• WHAT THE TASK ASKS:
Could you copy out every row below word for word, with each line in the same order and form?

....

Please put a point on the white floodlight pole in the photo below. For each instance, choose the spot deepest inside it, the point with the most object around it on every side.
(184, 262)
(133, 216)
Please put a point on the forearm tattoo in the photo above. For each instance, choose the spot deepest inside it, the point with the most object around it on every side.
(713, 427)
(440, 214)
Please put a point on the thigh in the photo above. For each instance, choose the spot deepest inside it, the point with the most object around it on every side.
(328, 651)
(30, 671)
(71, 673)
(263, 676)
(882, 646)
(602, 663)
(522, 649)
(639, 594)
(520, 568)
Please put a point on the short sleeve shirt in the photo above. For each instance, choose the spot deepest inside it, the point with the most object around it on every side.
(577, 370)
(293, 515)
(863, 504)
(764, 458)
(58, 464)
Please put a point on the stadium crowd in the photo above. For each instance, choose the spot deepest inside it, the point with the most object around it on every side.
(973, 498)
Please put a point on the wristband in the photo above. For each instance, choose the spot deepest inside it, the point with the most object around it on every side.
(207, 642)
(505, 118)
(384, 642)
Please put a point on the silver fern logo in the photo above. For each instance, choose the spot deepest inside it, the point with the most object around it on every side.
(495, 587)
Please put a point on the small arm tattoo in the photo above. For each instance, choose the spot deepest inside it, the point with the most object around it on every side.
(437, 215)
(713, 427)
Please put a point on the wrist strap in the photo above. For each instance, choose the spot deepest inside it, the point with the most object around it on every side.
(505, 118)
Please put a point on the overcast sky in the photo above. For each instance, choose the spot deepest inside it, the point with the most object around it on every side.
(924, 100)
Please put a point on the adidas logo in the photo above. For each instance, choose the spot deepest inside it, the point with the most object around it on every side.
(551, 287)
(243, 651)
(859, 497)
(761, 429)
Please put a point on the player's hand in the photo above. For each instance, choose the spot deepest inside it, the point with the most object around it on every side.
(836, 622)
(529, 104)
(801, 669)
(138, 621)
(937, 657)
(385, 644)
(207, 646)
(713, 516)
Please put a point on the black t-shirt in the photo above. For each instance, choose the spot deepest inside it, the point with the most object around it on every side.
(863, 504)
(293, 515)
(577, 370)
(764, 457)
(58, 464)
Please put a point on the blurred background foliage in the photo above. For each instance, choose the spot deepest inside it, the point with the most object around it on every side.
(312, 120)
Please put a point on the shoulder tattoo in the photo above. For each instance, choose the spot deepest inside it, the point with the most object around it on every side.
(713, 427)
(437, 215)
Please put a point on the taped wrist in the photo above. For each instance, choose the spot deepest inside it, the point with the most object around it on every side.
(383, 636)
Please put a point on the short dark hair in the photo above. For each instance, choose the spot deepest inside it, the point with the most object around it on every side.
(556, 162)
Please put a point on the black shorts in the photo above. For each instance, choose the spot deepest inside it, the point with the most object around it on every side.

....

• THE RESPONSE:
Please put a point on the white floodlight pole in the photo below. For each instance, choose the spot deepest inside it, the point with the most object around it on every side.
(184, 262)
(133, 216)
Please put a point on the forearm tattoo in the photo above. For each instance, choose the spot deepest inside it, the point with the most object around it on every side.
(713, 427)
(440, 214)
Please put a point on the thigh in the photo above. For each instance, choose the spot deepest inside it, the point with the most object around it on every side.
(328, 651)
(30, 671)
(71, 673)
(263, 676)
(882, 646)
(602, 663)
(522, 649)
(639, 594)
(520, 568)
Please put a point on the short sleeve shirt in the photo above. For each instance, choose the spot deepest inside it, the point with the most object around it on every side.
(577, 370)
(293, 515)
(863, 504)
(764, 458)
(58, 464)
Please put a point on the stadium crowd in the photo above. For each instance, choose the spot deepest inside it, the point with the most object around it on every side.
(973, 498)
Please put a point on the wristband in the photo above. For each instance, choose the spot deepest inside it, the point with the most object around it on every side.
(207, 642)
(505, 118)
(384, 642)
Please put a point on the silver fern logo in the photo above. For each instance, choose the spot deepest inside it, the point with the most object around it on every side.
(495, 587)
Please put a point on the small arm tattoo in the photo above. For each instance, choose the spot deepest inside it, the point with the most object around it on every side.
(437, 215)
(713, 427)
Please put a point on the wrist strap in the photo above. For each instance, choose the spot deepest inside it, the point with the most object around it on every side.
(505, 118)
Please put a point on the overcast sky in the photo above. For each instance, choose the spot deepest inside it, the point with the most object around it on every side.
(924, 100)
Please put a point on the adidas logo in the photo above. For each instance, choose the spot deepest inside it, the point with the most object around it on every side.
(551, 287)
(243, 651)
(859, 497)
(761, 429)
Please put a point on the player's hand in the photo above. For each instance, choose the spot deepest inside it, the point with the most object around it on every side.
(836, 622)
(529, 104)
(801, 669)
(138, 621)
(937, 657)
(385, 644)
(207, 646)
(713, 516)
Please put a point on the black t-shirt in the photo above. For each instance, choose the spot deepest inside it, the point with the most object around it on every side.
(863, 504)
(293, 515)
(577, 370)
(764, 457)
(58, 464)
Please put a point on the blurred background foliage in the photo above. For each instance, choose the spot deepest inside it, the point with the most object around it on every side.
(312, 120)
Please put a point on the shoulder tattoo in the photo above. For each instance, choose the spot deepest inside it, the point with the most object around it on every side.
(713, 427)
(437, 215)
Please put a point on the taped wrist in the photo above. For each instance, choose the spot deepest inside it, the point with the most object around it on every side.
(383, 636)
Please put a point on the short dark hair in the photo above. For each instance, choose the spot deepest inside it, the point with the most object around it on every side.
(556, 162)
Please put a point on the black shorts in the photo above. For each instance, choose the spot deepest inside it, the point with the most object around it on every side.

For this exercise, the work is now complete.